Work instructions:
Set the listing down exactly; no pictures.
((
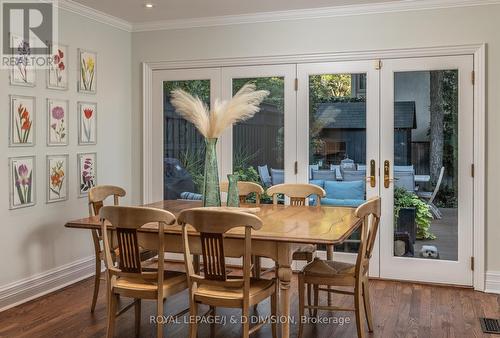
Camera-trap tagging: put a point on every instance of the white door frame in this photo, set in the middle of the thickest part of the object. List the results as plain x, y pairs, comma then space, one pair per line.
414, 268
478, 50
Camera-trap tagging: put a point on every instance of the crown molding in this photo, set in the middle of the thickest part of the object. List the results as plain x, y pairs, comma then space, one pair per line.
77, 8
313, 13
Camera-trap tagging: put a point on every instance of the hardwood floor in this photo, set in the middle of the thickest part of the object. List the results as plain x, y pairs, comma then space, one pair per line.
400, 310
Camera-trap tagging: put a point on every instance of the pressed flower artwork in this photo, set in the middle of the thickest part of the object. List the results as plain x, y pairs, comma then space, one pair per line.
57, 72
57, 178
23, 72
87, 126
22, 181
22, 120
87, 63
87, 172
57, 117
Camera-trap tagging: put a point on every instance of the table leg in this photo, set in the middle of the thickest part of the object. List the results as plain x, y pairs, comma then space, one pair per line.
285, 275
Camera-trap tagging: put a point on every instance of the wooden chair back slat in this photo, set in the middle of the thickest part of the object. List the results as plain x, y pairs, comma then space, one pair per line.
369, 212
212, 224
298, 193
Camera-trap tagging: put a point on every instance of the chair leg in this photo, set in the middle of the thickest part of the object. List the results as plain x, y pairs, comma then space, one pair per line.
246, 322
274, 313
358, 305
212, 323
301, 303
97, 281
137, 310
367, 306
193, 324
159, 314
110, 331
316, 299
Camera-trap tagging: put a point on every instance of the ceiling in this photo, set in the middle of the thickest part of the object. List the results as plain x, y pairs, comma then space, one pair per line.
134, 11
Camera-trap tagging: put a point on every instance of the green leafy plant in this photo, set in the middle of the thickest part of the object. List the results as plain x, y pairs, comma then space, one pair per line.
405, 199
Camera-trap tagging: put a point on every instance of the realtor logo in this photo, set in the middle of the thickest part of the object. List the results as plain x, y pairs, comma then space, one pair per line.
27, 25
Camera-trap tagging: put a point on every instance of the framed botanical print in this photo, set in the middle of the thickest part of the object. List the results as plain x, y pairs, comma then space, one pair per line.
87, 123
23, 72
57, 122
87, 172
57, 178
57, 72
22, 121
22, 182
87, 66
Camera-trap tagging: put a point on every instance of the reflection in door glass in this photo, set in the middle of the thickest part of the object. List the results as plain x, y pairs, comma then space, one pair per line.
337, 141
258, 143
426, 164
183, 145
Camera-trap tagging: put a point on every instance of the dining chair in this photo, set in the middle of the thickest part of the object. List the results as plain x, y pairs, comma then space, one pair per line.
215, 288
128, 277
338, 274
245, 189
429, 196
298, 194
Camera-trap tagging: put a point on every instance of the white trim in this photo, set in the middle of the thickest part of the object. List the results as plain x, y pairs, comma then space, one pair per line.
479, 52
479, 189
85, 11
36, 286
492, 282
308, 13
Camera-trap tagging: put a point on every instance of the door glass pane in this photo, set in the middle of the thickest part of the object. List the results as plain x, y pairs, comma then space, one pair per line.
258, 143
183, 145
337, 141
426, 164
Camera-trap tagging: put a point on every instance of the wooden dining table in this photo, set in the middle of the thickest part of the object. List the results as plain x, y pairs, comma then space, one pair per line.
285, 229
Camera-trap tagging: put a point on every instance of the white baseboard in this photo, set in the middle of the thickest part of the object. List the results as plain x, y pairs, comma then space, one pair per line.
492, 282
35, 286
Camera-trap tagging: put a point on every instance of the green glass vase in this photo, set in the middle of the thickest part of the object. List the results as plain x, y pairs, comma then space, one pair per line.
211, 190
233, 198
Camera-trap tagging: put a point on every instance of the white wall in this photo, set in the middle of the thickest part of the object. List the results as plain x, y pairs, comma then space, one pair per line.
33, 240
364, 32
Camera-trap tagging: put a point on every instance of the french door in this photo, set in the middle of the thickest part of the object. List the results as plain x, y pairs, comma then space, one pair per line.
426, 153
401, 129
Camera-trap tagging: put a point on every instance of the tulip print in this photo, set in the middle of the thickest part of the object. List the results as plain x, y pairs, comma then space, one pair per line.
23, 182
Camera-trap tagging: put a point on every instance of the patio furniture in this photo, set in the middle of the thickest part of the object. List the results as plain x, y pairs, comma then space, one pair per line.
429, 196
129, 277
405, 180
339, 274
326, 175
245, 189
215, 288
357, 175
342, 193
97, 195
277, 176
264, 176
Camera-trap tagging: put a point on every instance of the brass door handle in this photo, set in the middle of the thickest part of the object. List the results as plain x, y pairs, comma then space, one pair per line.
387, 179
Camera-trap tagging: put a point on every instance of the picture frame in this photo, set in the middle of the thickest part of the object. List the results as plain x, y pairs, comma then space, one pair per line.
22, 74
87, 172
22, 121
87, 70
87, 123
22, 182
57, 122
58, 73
))
Answer section:
Camera-trap tagging: put a point on every instance of the white door frame in this photo, set in the middle of the thickest part of the object. List the results as plain x, y pairs, comma then space, one pair per line.
414, 268
478, 50
Camera-trap tagging: put a point on every instance of the crown molding in this photo, set in the middle of the thickest part of the object. List the results as plain x, y pairs, comma then space, one pair per line.
77, 8
313, 13
Camera-trap tagging: put a point on every instance of the hardwood floor in this photo, set in the middle of the thickest part of the object. List the results as plain x, y pairs, comma then space, one pair per line.
400, 310
Camera-trap tagging: put a point on every instance of the pressed flower artwork in this photo, set in the middle of the thickest part of the object. List the results as plain x, y pairs, comma then space, one pair per line.
57, 72
57, 178
23, 72
87, 126
22, 181
22, 120
87, 63
87, 172
57, 117
Camera-trap tagging: put a point on every instance of the table leg in this photo, set in the middle of the thickest part of the object. List the results as plain x, y pairs, comma then space, one pair per line.
285, 275
Camera-trap tagging: put a point on every instance of the wooden chair back slat in this photo, set in the middle of the thickest part of the object. List the results as plain x, y pairs, comma then space, one pair per line.
369, 212
212, 224
298, 193
Camera-trap tagging: put a point on every instance of the chair leg in this photo, set in the middle of the thickest part of the object. List the results as plain x, y pairs, comma then space, one pair per line.
246, 322
274, 313
358, 305
212, 323
301, 303
97, 281
137, 310
367, 306
193, 324
159, 314
110, 331
316, 299
Camera-trap tagging: put a point on every instance of the ceiling in this photo, set in the middle of the thickest part of the object. List the results as plain x, y pairs, comma then space, one pair per line.
134, 11
Camera-trap tagging: put a point on every instance of the green leafy plant in this photo, set in the middle of the thickest part of the object. List the results as plain x, y pairs, comma then space, one pair per line.
405, 199
Camera-trap tagging: put a point on every instance of the realtor logo in this photo, set in the middle of the thickest part of the object. List the results as plain x, y pairs, comma then space, one pair per line.
27, 25
Camera-trap tagging: put a point on every instance of the framed botanical print in this photo, set in the middle of the thickest part of the object. List the results as plain x, y pairs, comma then space, one pair per line.
87, 123
23, 72
57, 122
87, 172
57, 178
57, 72
22, 121
22, 182
87, 66
Camera-trap tagging: put a point on every instance of the reflection in door glass in this photo, set in the middle of the thickest part of the object. List the results as plain x, y pairs, comma then space, one pair per line.
337, 141
258, 143
426, 164
183, 145
Camera-trap tagging: put a point on every instance of the dining chair in this photo, set in the middle of the thickest part of the object. List the results as plain x, y pairs, comma then space, one pair per line.
215, 288
128, 277
338, 274
245, 189
429, 196
298, 194
Camera-trap tagging: put a point on every instance of the white trim in this photo, set in the middle of the thickest part of the object. List the results as plain x, y pairs, comma then space, one pair per line.
479, 52
479, 189
85, 11
36, 286
492, 282
308, 13
Camera-trap tagging: put a point on every instance of the door glass pane in this photo, set in the middle of the thickest part of the object. List the results as plain x, y pairs, comma then space, one pair per line.
258, 143
183, 145
337, 141
426, 164
Camera-trap tagging: put a point on every instance of the wooden dining table in this photo, set in the middle of the thickest part of the object. List the results as plain x, y pairs, comma then space, one pair per line.
285, 229
Camera-trap tagging: put a point on every instance of the white baseboard in this photo, set in the middle of the thickest part of the object. List the results as plain x, y pairs, comma then space, one pair per line.
492, 282
35, 286
Camera-trap tagging: put a point on every instance of the green glass vase in this photo, set in the middle of the thickest part of the object. List the results as plain x, y pairs, comma then space, one pair per line.
211, 190
233, 198
Camera-trap tagging: put a point on every instance of the white wall in this photo, set in the middle of the thickest part of the object. List the results as plain x, y pairs, comma then space, one pair per line.
33, 240
364, 32
Camera-trap tagging: put a point on every instance of the french door in this photo, set in the middle of the thickest part of the object. List the results as plain x, y pairs, comma then space, one pair per line.
426, 153
401, 129
Camera-trap tagging: put a point on every instance of the tulip print in this photo, set in the middle of the thickest part of the object. List the results as plain x, y pairs, comma then space, one pair per line.
23, 182
Camera-trap tagging: put a point on every instance of the patio furniture in this photo, set in the middle of the thickest part of the object. List the results as plain x, y pairs, comma then space, one pair per line.
429, 196
129, 277
405, 180
339, 274
326, 175
245, 189
215, 288
357, 175
342, 193
97, 195
277, 176
264, 176
Camera-trap tagging: put a point on every instance of the brass door handle in this photo, set in the middle of the thickest part of the object. List the results as plain x, y pairs, comma then space, one pair per line.
387, 179
Camera-trap tagging: put a point on every instance of the picture frame in this photo, set in the middle of the thickest part of the object. List the results as plain x, y pairs, comma then space, one pair per line.
22, 74
87, 172
22, 121
87, 70
87, 123
22, 182
57, 122
58, 73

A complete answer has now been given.